**Requirements:** Send back the records in full, character for character.
****************************************
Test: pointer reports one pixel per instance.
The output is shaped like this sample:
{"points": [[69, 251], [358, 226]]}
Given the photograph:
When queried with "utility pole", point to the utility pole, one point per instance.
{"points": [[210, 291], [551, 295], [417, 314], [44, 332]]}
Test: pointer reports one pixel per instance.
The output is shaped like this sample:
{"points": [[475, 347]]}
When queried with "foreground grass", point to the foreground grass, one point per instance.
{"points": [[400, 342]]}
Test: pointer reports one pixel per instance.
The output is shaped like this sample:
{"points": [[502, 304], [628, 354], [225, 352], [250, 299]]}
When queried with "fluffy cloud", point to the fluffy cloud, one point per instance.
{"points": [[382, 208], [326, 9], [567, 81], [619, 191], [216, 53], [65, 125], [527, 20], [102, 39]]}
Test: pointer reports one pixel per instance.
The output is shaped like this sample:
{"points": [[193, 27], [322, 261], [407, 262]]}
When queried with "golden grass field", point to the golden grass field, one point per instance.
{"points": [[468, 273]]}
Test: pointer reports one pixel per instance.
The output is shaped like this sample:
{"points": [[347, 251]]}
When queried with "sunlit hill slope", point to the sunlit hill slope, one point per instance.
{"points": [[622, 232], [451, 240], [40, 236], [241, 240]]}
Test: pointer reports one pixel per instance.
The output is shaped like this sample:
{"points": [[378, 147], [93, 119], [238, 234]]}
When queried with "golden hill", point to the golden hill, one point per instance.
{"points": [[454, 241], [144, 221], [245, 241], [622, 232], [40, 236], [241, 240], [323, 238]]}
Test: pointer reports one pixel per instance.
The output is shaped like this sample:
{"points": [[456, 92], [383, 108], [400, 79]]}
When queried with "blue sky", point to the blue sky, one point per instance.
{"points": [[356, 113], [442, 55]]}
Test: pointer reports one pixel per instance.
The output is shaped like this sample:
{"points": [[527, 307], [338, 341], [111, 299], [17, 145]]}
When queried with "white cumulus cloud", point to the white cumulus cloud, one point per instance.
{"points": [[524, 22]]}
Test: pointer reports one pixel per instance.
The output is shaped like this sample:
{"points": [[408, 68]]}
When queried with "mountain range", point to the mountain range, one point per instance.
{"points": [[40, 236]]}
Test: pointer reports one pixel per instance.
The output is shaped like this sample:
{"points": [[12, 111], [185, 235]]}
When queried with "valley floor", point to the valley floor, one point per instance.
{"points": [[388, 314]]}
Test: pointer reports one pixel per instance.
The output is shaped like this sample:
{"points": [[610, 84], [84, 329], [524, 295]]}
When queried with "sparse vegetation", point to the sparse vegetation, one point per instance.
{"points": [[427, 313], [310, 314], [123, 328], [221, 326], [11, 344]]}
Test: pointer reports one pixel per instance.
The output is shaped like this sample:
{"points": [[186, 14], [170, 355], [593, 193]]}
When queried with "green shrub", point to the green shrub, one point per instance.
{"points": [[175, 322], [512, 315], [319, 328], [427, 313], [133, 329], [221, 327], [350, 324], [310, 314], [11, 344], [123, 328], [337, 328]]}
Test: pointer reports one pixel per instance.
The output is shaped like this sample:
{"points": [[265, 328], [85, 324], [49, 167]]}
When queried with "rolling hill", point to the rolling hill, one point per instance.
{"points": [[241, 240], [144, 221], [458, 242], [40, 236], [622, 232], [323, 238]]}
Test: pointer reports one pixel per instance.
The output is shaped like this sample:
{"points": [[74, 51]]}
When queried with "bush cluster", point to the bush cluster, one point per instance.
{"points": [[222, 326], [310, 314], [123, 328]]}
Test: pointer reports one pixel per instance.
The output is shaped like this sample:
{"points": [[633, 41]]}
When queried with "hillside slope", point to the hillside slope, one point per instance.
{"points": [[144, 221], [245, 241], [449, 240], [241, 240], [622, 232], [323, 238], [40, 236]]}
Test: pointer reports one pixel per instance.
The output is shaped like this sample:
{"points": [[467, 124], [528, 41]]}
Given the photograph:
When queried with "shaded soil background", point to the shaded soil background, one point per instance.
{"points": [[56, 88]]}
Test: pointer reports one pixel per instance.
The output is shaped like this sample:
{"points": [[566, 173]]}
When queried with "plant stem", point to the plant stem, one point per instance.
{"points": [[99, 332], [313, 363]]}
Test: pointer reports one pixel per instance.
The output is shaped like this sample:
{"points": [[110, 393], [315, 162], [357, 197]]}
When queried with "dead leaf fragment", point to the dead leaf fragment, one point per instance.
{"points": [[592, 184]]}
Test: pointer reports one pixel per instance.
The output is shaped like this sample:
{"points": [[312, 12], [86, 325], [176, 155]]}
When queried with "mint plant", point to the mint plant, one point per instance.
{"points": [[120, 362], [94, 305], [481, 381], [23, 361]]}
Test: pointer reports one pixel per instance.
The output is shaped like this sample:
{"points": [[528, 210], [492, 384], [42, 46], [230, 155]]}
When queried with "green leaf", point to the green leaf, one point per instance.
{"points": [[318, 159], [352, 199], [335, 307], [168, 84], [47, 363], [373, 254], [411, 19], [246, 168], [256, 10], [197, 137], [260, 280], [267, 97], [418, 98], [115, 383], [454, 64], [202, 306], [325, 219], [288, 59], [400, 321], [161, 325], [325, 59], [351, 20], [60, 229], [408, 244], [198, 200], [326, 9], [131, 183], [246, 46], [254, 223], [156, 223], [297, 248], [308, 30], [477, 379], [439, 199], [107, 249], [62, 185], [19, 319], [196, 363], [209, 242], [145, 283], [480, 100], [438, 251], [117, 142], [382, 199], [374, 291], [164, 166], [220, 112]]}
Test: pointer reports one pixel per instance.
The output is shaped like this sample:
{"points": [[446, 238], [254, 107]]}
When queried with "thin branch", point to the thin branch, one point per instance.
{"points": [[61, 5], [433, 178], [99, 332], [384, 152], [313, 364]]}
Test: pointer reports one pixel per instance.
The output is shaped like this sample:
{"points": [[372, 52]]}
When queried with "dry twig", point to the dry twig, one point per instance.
****************************************
**Correct response:**
Test: pointer reports one pixel per instance.
The output is shaped like this sample:
{"points": [[69, 251], [358, 226]]}
Given the photograph:
When queried with "utility pole", point to the utility pole, one point per instance.
{"points": [[210, 291], [551, 295], [417, 314], [44, 332]]}
Test: pointer reports one pixel per instance.
The output is shaped like this sample:
{"points": [[475, 347]]}
When queried with "foreground grass", point to the foreground grass, one point per instance.
{"points": [[400, 342]]}
Test: pointer reports one pixel per instance.
The output is shaped like this sample:
{"points": [[502, 304], [628, 354], [225, 352], [250, 299]]}
When queried with "fluffy cloud", point to the fluffy cloud, one point per instance.
{"points": [[382, 208], [326, 9], [567, 81], [619, 191], [216, 53], [65, 125], [527, 20], [102, 39]]}
Test: pointer reports one pixel per instance.
The output is shaped like this sample:
{"points": [[193, 27], [322, 261], [407, 262]]}
When queried with "golden grass field", point to the golden grass field, one point per instance.
{"points": [[468, 273]]}
Test: pointer reports one pixel per instance.
The output is shaped like this sample:
{"points": [[347, 251]]}
When queried with "sunlit hill slope", point to the sunlit hill slope, one point per instance.
{"points": [[622, 232], [451, 240], [40, 236], [241, 240]]}
Test: pointer reports one pixel per instance.
The output is shaped like this sample:
{"points": [[378, 147], [93, 119], [238, 234]]}
When queried with "golden hill", point to the golden hill, one point per instance.
{"points": [[454, 241], [144, 221], [245, 241], [622, 232], [40, 236], [241, 240], [323, 238]]}
Test: pointer reports one pixel per instance.
The output is shaped like this sample:
{"points": [[456, 92], [383, 108], [400, 79]]}
When queried with "blue sky", point to the blue sky, one point per instance.
{"points": [[356, 113], [442, 55]]}
Test: pointer reports one pixel per instance.
The output is shaped like this sample:
{"points": [[527, 307], [338, 341], [111, 299], [17, 145]]}
When queried with "white cumulus cloud", point to the white cumulus cloud, one point per instance.
{"points": [[524, 22]]}
Test: pointer reports one pixel per instance.
The output is shaped like this sample:
{"points": [[408, 68]]}
When queried with "mountain range", point to the mountain range, one point per instance.
{"points": [[40, 236]]}
Test: pointer reports one pixel per instance.
The output is shaped like this sample:
{"points": [[12, 111], [185, 235]]}
When queried with "valley floor", point to the valley floor, one point per instance.
{"points": [[388, 314]]}
Test: pointer reports one pixel per instance.
The output is shaped like this sample:
{"points": [[610, 84], [84, 329], [524, 295]]}
When queried with "sparse vegetation", point to the sparse vegetation, one point per instance.
{"points": [[427, 313], [310, 314], [123, 328], [221, 326], [11, 344]]}
Test: pointer reports one pixel per instance.
The output is shaped like this sample:
{"points": [[186, 14], [170, 355], [593, 193]]}
When queried with "green shrub", point to the green shrub, one point per instance.
{"points": [[175, 322], [512, 315], [319, 328], [427, 313], [133, 329], [221, 327], [350, 324], [310, 314], [11, 344], [123, 328], [337, 328]]}
Test: pointer reports one pixel per instance.
The output is shaped like this sample:
{"points": [[265, 328], [85, 324], [49, 167]]}
When queried with "rolling hill", point to the rolling hill, one point per instance.
{"points": [[241, 240], [144, 221], [458, 242], [40, 236], [622, 232], [323, 238]]}
Test: pointer reports one pixel per instance.
The output is shaped like this sample:
{"points": [[74, 51]]}
When queried with "bush cluster", point to the bush cluster, one point per instance.
{"points": [[222, 326], [310, 314], [123, 328]]}
Test: pointer reports one pixel per instance.
The output is shaped like this sample:
{"points": [[633, 41]]}
When queried with "hillside slope", point to the hillside slope, one point per instance.
{"points": [[144, 221], [245, 241], [449, 240], [241, 240], [622, 232], [323, 238], [40, 236]]}
Test: pointer reports one pixel per instance.
The output is shaped like this sample:
{"points": [[467, 124], [528, 41]]}
Given the photograph:
When queried with "shaded soil background", point to the shaded soil background, one point per instance.
{"points": [[56, 88]]}
Test: pointer reports one pixel per instance.
The output is shaped like this sample:
{"points": [[566, 173]]}
When queried with "plant stem", point to the plant stem, one point per instance.
{"points": [[99, 332], [313, 363]]}
Test: pointer reports one pixel per instance.
The output is shaped like this sample:
{"points": [[110, 393], [315, 162], [357, 197]]}
When queried with "dead leaf fragment", point to the dead leaf fragment, one point per instance.
{"points": [[592, 184]]}
Test: pointer reports one pixel per instance.
The output is shaped like this sample:
{"points": [[312, 12], [86, 325], [176, 155]]}
When queried with "mint plant", point to the mint plant, one point per instance.
{"points": [[120, 362], [94, 305], [481, 381], [23, 361]]}
Test: pointer reports one pixel per instance.
The output is shaped like this sample:
{"points": [[528, 210], [492, 384], [42, 46], [230, 155]]}
When queried with "green leaf", point to the green leaf, one point per instance.
{"points": [[318, 159], [352, 199], [335, 307], [168, 84], [47, 363], [373, 254], [411, 19], [246, 168], [256, 10], [197, 137], [260, 280], [267, 97], [418, 98], [115, 383], [454, 64], [202, 306], [325, 219], [288, 59], [400, 321], [161, 325], [325, 59], [351, 20], [60, 229], [408, 244], [198, 200], [326, 9], [131, 183], [246, 46], [254, 223], [156, 223], [297, 248], [308, 30], [477, 379], [439, 199], [107, 249], [62, 185], [19, 319], [196, 363], [209, 242], [145, 283], [480, 100], [438, 251], [117, 142], [382, 199], [374, 291], [164, 166], [220, 112]]}
Test: pointer reports one pixel per instance.
The output is shaped like this sample:
{"points": [[446, 238], [254, 107]]}
When queried with "thin branch", point to the thin branch, one point per instance.
{"points": [[61, 5], [433, 178], [99, 332], [384, 152], [313, 364]]}
Test: pointer reports one pixel per instance.
The output is shaped like this sample:
{"points": [[372, 52]]}
When queried with "dry twig", point to the dry twig, one point per instance.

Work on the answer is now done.